_WHAT TO DO_
Provide the records once more, identical to the original.

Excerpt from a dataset
________________
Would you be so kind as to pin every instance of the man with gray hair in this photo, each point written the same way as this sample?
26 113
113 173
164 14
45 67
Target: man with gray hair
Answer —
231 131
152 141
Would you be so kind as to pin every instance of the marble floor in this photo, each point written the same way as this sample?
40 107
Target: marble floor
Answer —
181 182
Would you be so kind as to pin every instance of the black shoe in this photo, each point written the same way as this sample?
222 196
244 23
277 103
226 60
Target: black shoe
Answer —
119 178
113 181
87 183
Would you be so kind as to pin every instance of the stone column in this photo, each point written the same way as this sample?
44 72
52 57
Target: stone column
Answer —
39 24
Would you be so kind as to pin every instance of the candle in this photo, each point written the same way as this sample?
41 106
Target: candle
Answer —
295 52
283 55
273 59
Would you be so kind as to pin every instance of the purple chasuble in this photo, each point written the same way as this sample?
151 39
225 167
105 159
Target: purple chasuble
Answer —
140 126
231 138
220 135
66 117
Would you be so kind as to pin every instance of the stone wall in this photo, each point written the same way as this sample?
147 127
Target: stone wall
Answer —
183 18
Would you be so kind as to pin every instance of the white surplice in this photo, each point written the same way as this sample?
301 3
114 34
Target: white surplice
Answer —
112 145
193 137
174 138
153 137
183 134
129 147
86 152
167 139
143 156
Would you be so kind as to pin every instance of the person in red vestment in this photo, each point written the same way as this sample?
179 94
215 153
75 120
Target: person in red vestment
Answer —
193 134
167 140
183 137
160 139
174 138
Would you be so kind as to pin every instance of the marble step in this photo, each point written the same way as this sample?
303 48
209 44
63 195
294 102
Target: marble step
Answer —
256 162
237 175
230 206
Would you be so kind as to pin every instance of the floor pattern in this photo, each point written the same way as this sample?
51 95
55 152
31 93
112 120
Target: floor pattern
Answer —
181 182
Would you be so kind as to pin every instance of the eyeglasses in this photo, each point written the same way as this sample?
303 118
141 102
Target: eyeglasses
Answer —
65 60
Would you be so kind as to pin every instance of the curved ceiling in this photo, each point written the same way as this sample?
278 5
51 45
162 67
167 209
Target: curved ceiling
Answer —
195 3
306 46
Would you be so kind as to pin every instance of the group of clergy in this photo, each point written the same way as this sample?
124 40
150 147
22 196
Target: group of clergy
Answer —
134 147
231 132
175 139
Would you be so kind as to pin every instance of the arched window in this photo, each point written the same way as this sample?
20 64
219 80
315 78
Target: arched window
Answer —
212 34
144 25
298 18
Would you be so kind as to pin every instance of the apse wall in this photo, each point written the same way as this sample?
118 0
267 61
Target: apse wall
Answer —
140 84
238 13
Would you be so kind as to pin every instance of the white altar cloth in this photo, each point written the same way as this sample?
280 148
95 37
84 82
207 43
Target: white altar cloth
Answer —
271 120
________________
_OUTPUT_
Would you be so kind as to pin every instance of the man with gray hair in this photo, each point written the same way as this sample?
26 113
113 173
164 14
45 67
Target: man with gray hair
Answer —
231 131
152 141
Would you be so kind as to pin every instance of the marble floor in this photo, each point written the same way as this sample?
40 107
Target: marble floor
Answer —
181 182
Would you be so kind as to pin every instance of the black shoe in this photo, each point written the same way as this sample?
222 196
244 23
277 103
226 60
Target: black shoe
Answer —
119 178
113 181
87 183
Would you be so kind as to pin every instance of the stone column in this photo, each point written the same way as this sample?
44 72
52 57
Target: stone column
Answer —
39 24
Would you be so kind as to pin every instance of the candle in this photo, each point written the same way as this sample?
41 106
Target: candle
Answer —
295 52
283 55
273 59
Would you be so kind as to pin every instance of the purple chasuble in this photo, each point written the same way as this sample?
151 39
225 167
105 159
Target: purple chasuble
Answer —
140 126
231 138
220 135
66 117
Would you be so kind as to pin every instance of the stone wall in this photo, each point written the same way as this sample?
147 127
Target: stone wall
Answer —
183 18
Would you be so kind as to pin every instance of the white surplice in this photo, each point written the same way as this sample?
301 3
114 34
Target: white surplice
Answer —
112 145
193 137
174 138
153 137
183 134
129 147
86 152
167 139
143 156
Would you be so kind as to pin every instance of the person in red vestment in this photo, each point written the same way as this sample?
179 94
215 153
75 120
Target: person in red vestment
Answer —
193 134
167 140
183 137
160 139
174 138
Would you be so kind as to pin every instance of the marble step in this photo, each point written the same way as this sample?
303 48
209 44
63 195
294 102
Target: marble step
Answer —
256 162
237 175
230 206
Would you be so kind as to pin every instance of the floor pattern in this photo, each point written the same way as this sample?
51 95
55 152
31 93
112 120
Target: floor pattern
Answer —
181 182
Would you be so kind as to pin every instance of the eyeglasses in this photo, each point written the same way as this sample?
303 118
141 102
Target: eyeglasses
Answer —
65 60
Would you be so kind as to pin every instance of the curved ceiling in this photo, each point written the same way as this sample?
278 5
51 45
162 67
167 209
Target: curved ceiling
Answer —
195 3
306 46
Would you be so kind as to pin every instance of the group of clergy in this photo, each point written the same way as this sample?
124 40
150 147
22 196
Target: group of clergy
Answer —
134 147
231 132
175 139
Would you be so kind as to pin every instance of the arched window in this photo, each point written the same way as this sample?
20 64
219 80
315 78
Target: arched window
Answer —
212 34
144 25
298 18
Would you be so kind as to pin every instance of the apse wall in this photo, each point written the same way as this sample?
118 0
267 61
Target: apse wall
Answer —
140 84
238 13
Would you be so kind as to pin every instance of the white altar cloth in this photo, each point written the same way as this sample?
280 148
95 37
84 82
207 43
Target: white altar cloth
Answer —
271 120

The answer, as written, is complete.